• _Brief A_
Duplicate the Aesthetic Realism passage from "Aesthetic Realism sees" to "feelings and thoughts.".

• _Quoted text_
## begin
Aesthetic Realism sees these matters, with all their personal turbulence, in a way that gives a deep dignity to the human self. Aesthetic Realism shows that they have to do with what art is. They are about the big opposites, the aesthetic opposites, of self and world. They are about what Eli Siegel described as the largest fight in every person: “the fight between respect for reality and contempt for reality.”
In these essays we see what was always present as Eli Siegel wrote or spoke: knowledge at one with kindness. He had more of both than any other person I’ve heard of or known. And we see what so distinguishes Aesthetic Realism: it is philosophy in the fullest sense, and is also down-to-earth, immediate. It makes sense of our minute-to-minute lives—including our life within, our bewildering feelings and thoughts.
—Ellen Reiss, Aesthetic Realism
Chairman of Education
What Has Aesthetics to Do with Feeling Bad?
or, The That in Us We Don’t Care For
By Eli Siegel
1. Are the World & Yourself Aesthetic Situations?
## end
• _Brief B_
Set down the entries again, from the line with "the white throat" to the end of the entries.

• _Material for this task_
## begin
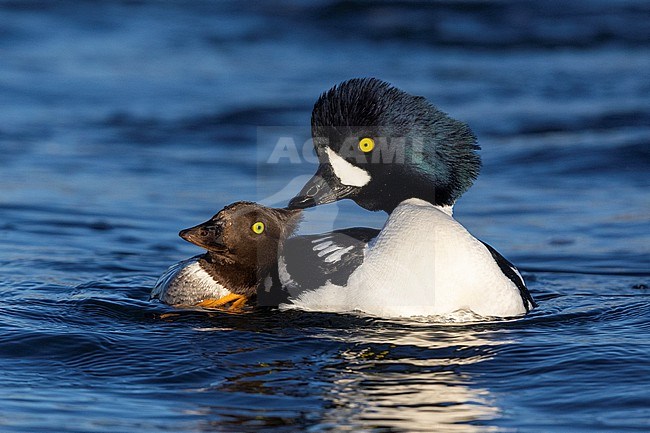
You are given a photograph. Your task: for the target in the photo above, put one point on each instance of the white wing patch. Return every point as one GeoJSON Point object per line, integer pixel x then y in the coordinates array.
{"type": "Point", "coordinates": [347, 173]}
{"type": "Point", "coordinates": [328, 249]}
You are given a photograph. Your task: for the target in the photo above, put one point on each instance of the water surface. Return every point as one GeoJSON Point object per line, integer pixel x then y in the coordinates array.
{"type": "Point", "coordinates": [124, 122]}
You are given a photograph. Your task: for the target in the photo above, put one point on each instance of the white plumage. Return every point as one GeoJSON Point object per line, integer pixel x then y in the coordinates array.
{"type": "Point", "coordinates": [422, 263]}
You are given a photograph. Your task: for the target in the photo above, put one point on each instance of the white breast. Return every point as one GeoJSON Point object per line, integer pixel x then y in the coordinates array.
{"type": "Point", "coordinates": [422, 263]}
{"type": "Point", "coordinates": [187, 283]}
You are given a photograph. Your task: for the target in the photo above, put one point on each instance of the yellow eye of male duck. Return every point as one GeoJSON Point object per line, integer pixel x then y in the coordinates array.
{"type": "Point", "coordinates": [366, 144]}
{"type": "Point", "coordinates": [258, 227]}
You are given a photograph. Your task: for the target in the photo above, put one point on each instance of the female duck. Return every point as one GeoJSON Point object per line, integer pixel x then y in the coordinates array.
{"type": "Point", "coordinates": [242, 243]}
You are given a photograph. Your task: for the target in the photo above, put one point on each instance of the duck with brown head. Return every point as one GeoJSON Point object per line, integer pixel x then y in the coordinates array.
{"type": "Point", "coordinates": [242, 243]}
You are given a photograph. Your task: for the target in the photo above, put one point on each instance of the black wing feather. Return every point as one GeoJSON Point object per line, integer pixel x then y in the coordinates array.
{"type": "Point", "coordinates": [508, 270]}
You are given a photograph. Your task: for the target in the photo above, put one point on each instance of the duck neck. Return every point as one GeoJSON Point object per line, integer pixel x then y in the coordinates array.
{"type": "Point", "coordinates": [237, 277]}
{"type": "Point", "coordinates": [448, 209]}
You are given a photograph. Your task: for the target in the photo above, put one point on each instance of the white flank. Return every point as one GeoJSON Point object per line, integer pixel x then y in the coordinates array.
{"type": "Point", "coordinates": [347, 173]}
{"type": "Point", "coordinates": [423, 263]}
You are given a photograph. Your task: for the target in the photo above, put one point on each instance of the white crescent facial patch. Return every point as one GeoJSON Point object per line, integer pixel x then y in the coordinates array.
{"type": "Point", "coordinates": [347, 173]}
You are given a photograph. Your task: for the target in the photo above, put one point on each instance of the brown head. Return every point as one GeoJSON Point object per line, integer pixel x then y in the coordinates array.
{"type": "Point", "coordinates": [245, 234]}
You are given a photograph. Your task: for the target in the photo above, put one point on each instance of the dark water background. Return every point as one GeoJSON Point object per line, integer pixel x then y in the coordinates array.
{"type": "Point", "coordinates": [123, 122]}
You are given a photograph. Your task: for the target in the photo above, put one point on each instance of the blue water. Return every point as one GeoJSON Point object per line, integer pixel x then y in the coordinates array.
{"type": "Point", "coordinates": [124, 122]}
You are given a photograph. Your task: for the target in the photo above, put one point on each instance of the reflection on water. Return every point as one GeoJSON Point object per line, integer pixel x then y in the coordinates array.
{"type": "Point", "coordinates": [397, 376]}
{"type": "Point", "coordinates": [413, 381]}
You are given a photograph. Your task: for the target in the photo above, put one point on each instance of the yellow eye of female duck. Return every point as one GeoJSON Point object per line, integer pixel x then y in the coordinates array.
{"type": "Point", "coordinates": [366, 144]}
{"type": "Point", "coordinates": [258, 227]}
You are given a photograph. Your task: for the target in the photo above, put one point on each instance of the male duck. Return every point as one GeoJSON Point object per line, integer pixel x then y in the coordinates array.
{"type": "Point", "coordinates": [391, 151]}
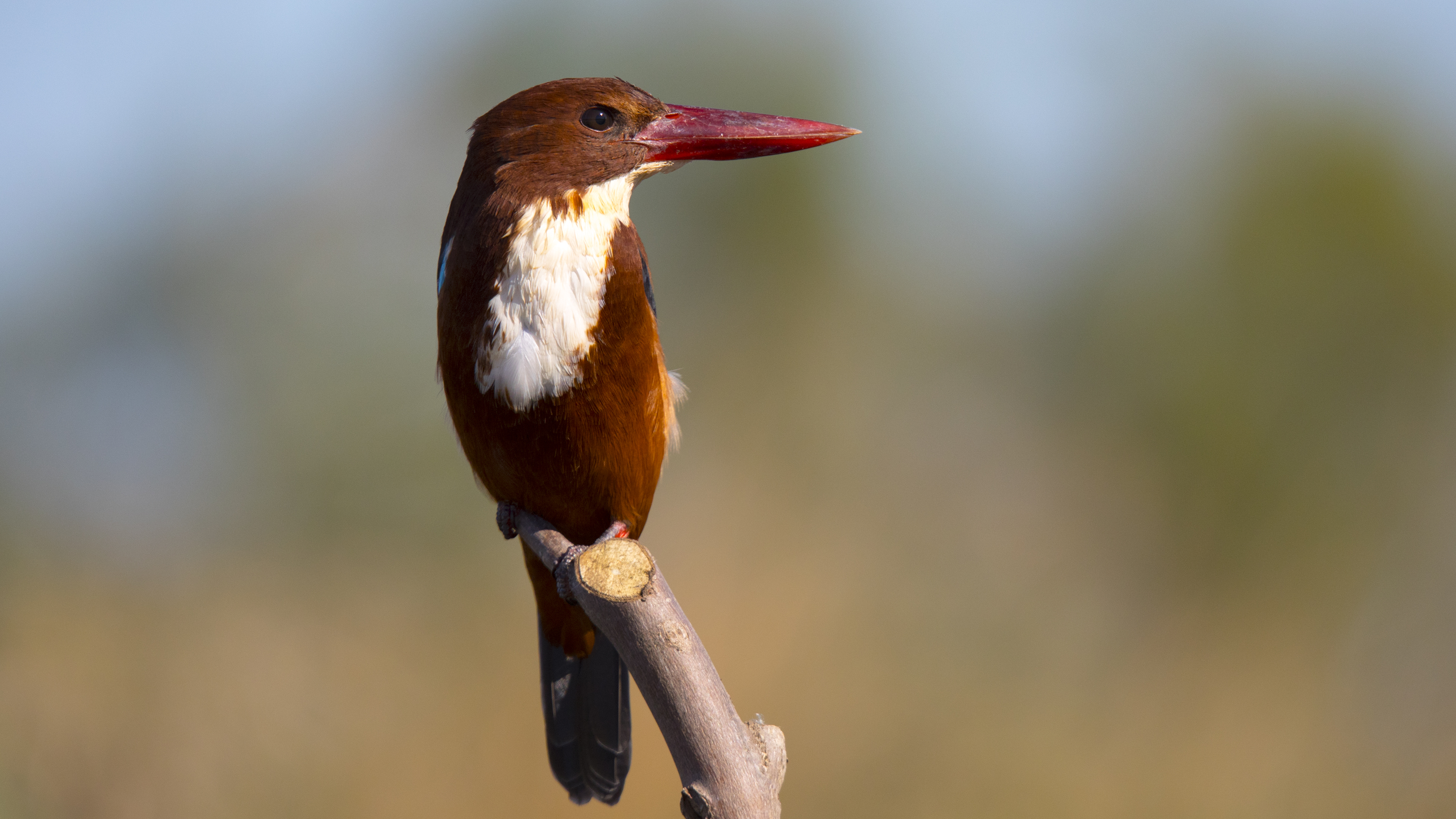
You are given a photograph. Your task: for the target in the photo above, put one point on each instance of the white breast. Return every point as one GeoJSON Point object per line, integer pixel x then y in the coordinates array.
{"type": "Point", "coordinates": [549, 297]}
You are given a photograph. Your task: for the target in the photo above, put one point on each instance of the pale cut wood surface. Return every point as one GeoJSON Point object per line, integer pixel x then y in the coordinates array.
{"type": "Point", "coordinates": [728, 769]}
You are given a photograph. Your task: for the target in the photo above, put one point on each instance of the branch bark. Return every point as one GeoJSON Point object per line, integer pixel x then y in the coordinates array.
{"type": "Point", "coordinates": [728, 769]}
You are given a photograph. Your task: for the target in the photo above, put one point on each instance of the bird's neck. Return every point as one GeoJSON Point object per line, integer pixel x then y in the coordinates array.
{"type": "Point", "coordinates": [551, 292]}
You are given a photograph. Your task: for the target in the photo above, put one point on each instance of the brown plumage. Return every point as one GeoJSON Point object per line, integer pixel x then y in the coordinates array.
{"type": "Point", "coordinates": [549, 352]}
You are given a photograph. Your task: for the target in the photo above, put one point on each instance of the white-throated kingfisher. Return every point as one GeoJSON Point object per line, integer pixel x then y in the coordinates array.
{"type": "Point", "coordinates": [551, 361]}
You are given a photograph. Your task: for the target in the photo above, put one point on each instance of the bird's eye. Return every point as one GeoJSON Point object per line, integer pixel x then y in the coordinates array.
{"type": "Point", "coordinates": [598, 119]}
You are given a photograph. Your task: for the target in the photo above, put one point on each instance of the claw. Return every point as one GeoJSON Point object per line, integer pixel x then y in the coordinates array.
{"type": "Point", "coordinates": [618, 530]}
{"type": "Point", "coordinates": [506, 519]}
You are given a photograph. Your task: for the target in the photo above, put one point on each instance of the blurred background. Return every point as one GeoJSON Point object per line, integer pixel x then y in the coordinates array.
{"type": "Point", "coordinates": [1076, 442]}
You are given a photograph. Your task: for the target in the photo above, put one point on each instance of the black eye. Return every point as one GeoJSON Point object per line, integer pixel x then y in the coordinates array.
{"type": "Point", "coordinates": [598, 119]}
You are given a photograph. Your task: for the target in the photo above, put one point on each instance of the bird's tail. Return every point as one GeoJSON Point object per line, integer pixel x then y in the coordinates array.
{"type": "Point", "coordinates": [584, 696]}
{"type": "Point", "coordinates": [589, 720]}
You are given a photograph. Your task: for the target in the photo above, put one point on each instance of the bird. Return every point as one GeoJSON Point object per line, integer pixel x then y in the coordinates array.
{"type": "Point", "coordinates": [551, 361]}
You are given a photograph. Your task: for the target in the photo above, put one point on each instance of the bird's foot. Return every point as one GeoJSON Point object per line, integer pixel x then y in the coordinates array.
{"type": "Point", "coordinates": [506, 518]}
{"type": "Point", "coordinates": [618, 530]}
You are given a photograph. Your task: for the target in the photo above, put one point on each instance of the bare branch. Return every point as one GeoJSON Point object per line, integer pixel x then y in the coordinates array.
{"type": "Point", "coordinates": [728, 769]}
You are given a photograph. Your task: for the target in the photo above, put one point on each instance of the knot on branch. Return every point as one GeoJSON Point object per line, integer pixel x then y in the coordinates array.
{"type": "Point", "coordinates": [695, 803]}
{"type": "Point", "coordinates": [772, 750]}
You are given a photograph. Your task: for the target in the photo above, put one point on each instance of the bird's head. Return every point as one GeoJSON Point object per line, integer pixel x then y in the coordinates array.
{"type": "Point", "coordinates": [571, 135]}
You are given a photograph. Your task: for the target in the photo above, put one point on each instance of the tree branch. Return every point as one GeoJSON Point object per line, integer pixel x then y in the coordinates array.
{"type": "Point", "coordinates": [728, 769]}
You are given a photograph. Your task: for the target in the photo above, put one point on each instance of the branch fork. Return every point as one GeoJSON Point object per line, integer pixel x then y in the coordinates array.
{"type": "Point", "coordinates": [730, 769]}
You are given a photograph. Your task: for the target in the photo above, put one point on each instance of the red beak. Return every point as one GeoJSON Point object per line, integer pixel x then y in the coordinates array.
{"type": "Point", "coordinates": [708, 133]}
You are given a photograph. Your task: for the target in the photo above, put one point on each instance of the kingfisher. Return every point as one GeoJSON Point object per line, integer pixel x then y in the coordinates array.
{"type": "Point", "coordinates": [551, 361]}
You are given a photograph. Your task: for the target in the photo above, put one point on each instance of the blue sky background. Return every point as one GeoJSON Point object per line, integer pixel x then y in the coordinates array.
{"type": "Point", "coordinates": [1040, 110]}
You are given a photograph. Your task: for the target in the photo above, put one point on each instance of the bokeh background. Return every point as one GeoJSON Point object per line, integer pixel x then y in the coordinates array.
{"type": "Point", "coordinates": [1076, 442]}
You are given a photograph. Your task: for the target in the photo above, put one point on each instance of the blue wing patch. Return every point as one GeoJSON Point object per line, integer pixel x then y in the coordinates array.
{"type": "Point", "coordinates": [445, 257]}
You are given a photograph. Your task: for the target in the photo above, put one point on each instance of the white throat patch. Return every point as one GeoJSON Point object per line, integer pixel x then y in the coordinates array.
{"type": "Point", "coordinates": [549, 297]}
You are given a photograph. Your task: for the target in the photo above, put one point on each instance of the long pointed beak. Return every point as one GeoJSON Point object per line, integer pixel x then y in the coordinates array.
{"type": "Point", "coordinates": [708, 133]}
## end
• _Correct result A_
Aesthetic Realism sees these matters, with all their personal turbulence, in a way that gives a deep dignity to the human self. Aesthetic Realism shows that they have to do with what art is. They are about the big opposites, the aesthetic opposites, of self and world. They are about what Eli Siegel described as the largest fight in every person: “the fight between respect for reality and contempt for reality.”
In these essays we see what was always present as Eli Siegel wrote or spoke: knowledge at one with kindness. He had more of both than any other person I’ve heard of or known. And we see what so distinguishes Aesthetic Realism: it is philosophy in the fullest sense, and is also down-to-earth, immediate. It makes sense of our minute-to-minute lives—including our life within, our bewildering feelings and thoughts.

• _Correct result B_
You are given a photograph. Your task: for the target in the photo above, put one point on each instance of the white throat patch. Return every point as one GeoJSON Point object per line, integer pixel x then y in the coordinates array.
{"type": "Point", "coordinates": [549, 297]}
You are given a photograph. Your task: for the target in the photo above, put one point on each instance of the long pointed beak. Return every point as one GeoJSON Point object per line, integer pixel x then y in the coordinates array.
{"type": "Point", "coordinates": [708, 133]}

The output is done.